<<<<
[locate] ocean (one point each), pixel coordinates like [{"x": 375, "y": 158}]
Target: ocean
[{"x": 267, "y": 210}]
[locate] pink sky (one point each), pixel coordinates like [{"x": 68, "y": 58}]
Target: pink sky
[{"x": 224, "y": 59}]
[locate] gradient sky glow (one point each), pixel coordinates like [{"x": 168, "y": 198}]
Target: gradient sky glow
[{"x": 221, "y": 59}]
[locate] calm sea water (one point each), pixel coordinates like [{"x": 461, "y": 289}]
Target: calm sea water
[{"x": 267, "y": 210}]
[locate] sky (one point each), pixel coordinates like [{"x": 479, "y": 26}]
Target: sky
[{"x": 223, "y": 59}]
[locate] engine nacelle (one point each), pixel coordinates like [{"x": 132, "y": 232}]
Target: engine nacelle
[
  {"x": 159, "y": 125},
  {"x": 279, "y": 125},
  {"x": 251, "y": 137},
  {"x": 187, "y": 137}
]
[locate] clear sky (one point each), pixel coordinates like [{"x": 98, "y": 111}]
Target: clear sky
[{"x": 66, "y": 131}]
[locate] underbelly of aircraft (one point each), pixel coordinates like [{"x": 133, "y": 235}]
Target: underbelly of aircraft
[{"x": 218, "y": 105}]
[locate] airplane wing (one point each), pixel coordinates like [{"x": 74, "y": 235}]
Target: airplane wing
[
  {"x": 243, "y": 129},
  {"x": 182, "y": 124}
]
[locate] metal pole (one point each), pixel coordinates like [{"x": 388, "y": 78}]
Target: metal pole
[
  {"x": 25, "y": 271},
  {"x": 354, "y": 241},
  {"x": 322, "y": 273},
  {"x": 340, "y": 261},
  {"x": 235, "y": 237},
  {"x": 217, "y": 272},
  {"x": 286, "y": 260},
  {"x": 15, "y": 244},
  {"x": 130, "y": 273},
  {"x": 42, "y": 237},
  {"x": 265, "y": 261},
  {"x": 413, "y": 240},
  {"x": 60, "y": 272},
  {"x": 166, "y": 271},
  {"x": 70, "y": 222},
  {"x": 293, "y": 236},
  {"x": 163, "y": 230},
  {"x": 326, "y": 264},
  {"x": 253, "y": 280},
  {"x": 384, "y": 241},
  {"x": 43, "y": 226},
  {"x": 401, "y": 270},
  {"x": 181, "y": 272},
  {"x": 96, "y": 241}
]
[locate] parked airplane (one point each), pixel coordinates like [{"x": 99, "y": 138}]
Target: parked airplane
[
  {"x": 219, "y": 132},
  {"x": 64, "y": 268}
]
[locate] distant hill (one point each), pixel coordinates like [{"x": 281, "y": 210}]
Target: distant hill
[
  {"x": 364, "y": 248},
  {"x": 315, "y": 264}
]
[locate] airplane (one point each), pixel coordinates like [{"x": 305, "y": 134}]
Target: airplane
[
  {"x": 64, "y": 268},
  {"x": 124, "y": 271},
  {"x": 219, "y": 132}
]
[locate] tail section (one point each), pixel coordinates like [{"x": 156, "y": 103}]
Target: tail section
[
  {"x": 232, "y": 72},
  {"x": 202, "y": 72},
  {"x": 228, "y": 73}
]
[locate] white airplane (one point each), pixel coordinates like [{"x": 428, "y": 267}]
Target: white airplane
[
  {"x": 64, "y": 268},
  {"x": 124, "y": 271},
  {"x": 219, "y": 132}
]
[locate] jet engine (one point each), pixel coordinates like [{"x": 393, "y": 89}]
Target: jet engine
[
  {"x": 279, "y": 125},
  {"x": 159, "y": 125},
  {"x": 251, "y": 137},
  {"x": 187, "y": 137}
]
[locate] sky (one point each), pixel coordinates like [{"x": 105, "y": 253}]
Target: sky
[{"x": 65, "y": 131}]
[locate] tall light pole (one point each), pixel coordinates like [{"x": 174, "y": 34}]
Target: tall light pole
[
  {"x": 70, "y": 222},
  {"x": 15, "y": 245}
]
>>>>
<<<<
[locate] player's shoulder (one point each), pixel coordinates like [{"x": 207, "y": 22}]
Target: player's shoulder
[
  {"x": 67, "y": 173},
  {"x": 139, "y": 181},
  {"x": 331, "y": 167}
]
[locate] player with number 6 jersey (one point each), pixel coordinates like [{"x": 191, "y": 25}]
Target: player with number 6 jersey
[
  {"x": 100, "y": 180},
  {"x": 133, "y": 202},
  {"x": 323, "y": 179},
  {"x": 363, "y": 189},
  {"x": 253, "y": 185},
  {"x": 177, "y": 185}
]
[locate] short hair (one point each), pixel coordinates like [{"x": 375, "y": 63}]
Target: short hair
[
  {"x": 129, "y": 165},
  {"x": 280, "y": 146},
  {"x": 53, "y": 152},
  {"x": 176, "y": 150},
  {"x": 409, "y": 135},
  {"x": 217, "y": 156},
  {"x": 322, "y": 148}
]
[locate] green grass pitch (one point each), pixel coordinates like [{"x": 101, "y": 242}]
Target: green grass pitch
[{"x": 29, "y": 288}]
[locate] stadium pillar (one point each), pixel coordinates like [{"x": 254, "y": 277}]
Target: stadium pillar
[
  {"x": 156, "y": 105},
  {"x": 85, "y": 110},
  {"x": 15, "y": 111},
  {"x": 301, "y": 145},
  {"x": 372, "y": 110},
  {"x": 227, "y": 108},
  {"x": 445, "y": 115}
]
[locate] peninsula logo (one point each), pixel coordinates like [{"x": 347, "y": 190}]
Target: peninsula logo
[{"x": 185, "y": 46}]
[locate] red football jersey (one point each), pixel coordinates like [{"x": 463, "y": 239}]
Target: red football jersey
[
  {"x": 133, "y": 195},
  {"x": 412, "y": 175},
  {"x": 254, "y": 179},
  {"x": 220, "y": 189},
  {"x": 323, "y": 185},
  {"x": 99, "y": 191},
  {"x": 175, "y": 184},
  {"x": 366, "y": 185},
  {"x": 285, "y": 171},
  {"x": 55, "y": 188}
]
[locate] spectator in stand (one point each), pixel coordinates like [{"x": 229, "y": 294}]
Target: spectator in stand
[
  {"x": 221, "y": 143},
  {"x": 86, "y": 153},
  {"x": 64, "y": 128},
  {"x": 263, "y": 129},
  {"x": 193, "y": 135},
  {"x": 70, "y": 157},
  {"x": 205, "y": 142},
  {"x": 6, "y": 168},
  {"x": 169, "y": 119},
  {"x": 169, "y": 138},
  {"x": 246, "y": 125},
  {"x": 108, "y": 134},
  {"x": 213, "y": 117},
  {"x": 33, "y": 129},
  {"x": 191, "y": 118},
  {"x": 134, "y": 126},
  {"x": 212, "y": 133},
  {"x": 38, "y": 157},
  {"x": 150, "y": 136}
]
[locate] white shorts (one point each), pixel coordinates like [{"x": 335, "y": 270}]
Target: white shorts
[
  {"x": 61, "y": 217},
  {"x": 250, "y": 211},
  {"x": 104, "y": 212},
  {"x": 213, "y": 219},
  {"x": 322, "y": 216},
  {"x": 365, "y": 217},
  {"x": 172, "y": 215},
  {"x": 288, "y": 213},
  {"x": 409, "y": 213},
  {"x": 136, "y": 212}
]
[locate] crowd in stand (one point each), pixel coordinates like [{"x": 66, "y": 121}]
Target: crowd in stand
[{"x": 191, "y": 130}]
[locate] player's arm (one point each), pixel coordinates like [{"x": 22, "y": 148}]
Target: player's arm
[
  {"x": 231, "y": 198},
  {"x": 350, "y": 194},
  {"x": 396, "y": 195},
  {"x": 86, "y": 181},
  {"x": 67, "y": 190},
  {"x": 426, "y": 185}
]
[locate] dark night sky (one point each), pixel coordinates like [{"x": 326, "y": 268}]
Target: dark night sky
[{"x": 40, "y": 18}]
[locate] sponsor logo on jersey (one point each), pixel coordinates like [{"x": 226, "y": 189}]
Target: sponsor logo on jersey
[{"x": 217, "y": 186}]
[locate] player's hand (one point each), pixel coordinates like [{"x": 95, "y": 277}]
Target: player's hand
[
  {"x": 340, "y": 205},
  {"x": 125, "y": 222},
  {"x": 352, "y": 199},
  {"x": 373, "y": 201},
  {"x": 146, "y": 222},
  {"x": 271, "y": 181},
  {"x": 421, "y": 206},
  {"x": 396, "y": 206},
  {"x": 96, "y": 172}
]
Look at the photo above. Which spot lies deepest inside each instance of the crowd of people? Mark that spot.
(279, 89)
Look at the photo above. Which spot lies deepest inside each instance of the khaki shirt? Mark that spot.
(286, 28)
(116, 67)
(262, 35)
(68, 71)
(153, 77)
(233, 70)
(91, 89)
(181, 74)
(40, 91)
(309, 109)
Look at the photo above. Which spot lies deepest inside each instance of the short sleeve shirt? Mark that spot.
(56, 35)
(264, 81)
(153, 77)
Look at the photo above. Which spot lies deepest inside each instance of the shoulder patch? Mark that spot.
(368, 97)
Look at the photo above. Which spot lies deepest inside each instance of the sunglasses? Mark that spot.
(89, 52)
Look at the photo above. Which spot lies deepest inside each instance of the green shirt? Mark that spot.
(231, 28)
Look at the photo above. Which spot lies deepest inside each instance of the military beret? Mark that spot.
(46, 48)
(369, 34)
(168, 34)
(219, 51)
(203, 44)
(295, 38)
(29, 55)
>>>>
• **Directive**
Please return every line of the records above that contains the word "grass", matching case exactly.

• **Reply**
[locate] green grass pitch (one point each), pixel coordinates like [{"x": 101, "y": 242}]
Target: green grass pitch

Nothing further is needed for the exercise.